------ EXTRACTED INFORMATION

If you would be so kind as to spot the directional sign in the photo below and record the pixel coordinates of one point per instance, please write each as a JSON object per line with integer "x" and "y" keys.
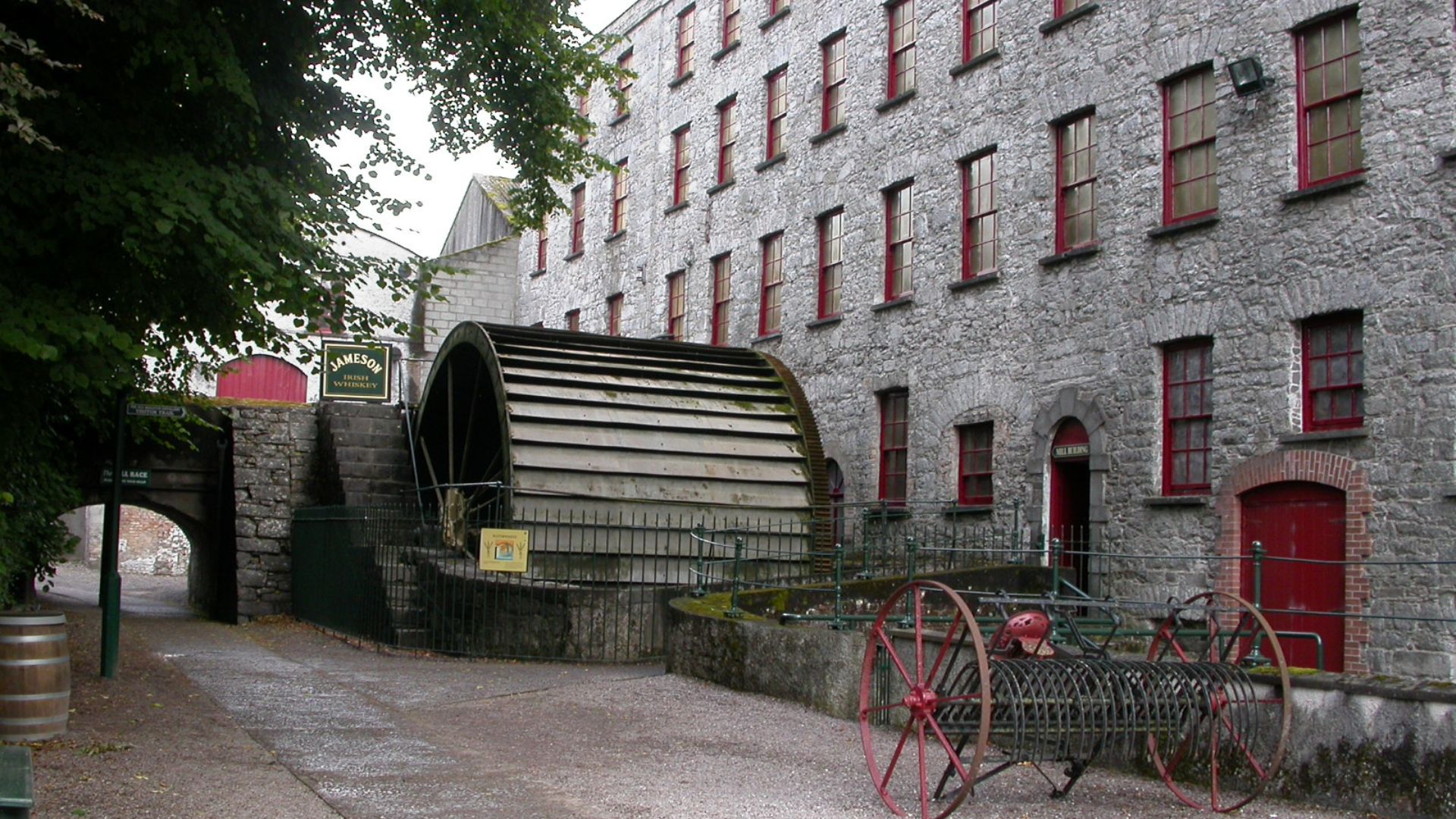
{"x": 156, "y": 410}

------------
------ EXTRACTED INFORMATION

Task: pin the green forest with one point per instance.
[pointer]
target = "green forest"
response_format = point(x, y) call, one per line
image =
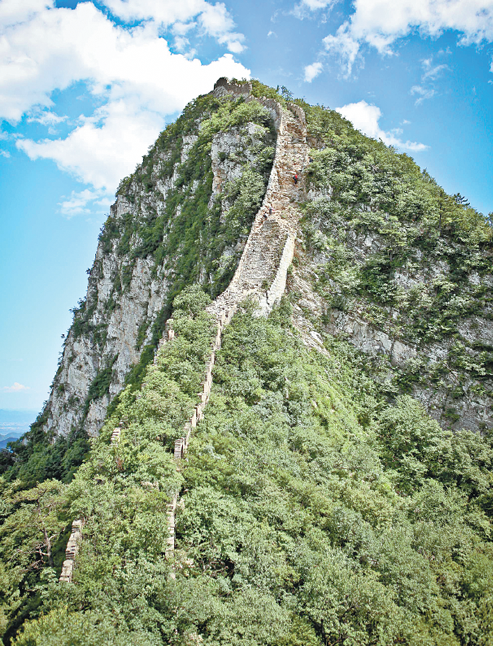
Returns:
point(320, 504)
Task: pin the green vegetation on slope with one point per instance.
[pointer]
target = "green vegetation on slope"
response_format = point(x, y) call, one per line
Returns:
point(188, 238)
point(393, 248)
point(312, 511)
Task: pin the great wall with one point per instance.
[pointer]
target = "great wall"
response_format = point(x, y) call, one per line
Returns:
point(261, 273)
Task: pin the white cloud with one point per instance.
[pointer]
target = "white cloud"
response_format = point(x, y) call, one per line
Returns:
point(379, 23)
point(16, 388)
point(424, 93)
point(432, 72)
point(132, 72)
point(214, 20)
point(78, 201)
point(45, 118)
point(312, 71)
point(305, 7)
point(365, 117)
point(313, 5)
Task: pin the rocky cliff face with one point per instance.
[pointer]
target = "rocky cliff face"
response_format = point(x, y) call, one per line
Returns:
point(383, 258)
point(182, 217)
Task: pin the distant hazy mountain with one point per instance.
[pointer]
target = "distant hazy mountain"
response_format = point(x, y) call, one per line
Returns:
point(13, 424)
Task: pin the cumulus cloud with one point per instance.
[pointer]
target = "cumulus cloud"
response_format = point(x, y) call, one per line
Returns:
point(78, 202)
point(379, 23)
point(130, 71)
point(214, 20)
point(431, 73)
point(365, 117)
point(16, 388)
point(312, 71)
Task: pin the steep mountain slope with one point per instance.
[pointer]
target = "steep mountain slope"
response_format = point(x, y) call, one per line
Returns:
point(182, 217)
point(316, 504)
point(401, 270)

------------
------ EXTRACTED INFORMATION

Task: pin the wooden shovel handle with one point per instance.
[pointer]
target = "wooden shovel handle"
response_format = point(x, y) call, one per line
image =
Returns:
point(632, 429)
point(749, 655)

------------

• **SHORT EXERCISE**: Reproduce verbatim the span that opens with the line containing "Task: pin the great" and closes with the line containing "point(401, 270)", including both of those lines.

• **COMPLETED TASK**:
Task: pin the great wall with one point per instance.
[pointer]
target = "great wall"
response_format = point(x, y) call, one per line
Returns:
point(261, 273)
Task: pin the white cloud with one point per instance.
[pointer]
target = "white cloud"
response_format = point(x, y) call, one per line
Returns:
point(379, 23)
point(16, 388)
point(424, 93)
point(432, 72)
point(132, 72)
point(214, 20)
point(78, 201)
point(45, 118)
point(312, 71)
point(305, 7)
point(365, 117)
point(313, 5)
Task: pin the rocky cliff face with one point per instance.
[pointer]
target = "rocky cliff face"
response_format = point(x, y) call, one per line
Returns:
point(383, 258)
point(182, 217)
Task: pin the distant hazy mountain with one point per instance.
[pointer]
target = "distant hazy mountain"
response_format = point(x, y) call, one per line
Returns:
point(13, 424)
Task: pin the cumulus cloud with one point per instance.
[pointer]
target = "cumulus cloud"
response_format = point(x, y) call, one per line
Returns:
point(78, 202)
point(379, 23)
point(130, 71)
point(214, 20)
point(431, 73)
point(365, 117)
point(16, 388)
point(312, 71)
Task: pin the steep mountain slope with one point per instance.
[pointer]
target = "steep mountain slope"
response_format = point(x, y) call, one per line
Returns:
point(182, 217)
point(316, 504)
point(401, 270)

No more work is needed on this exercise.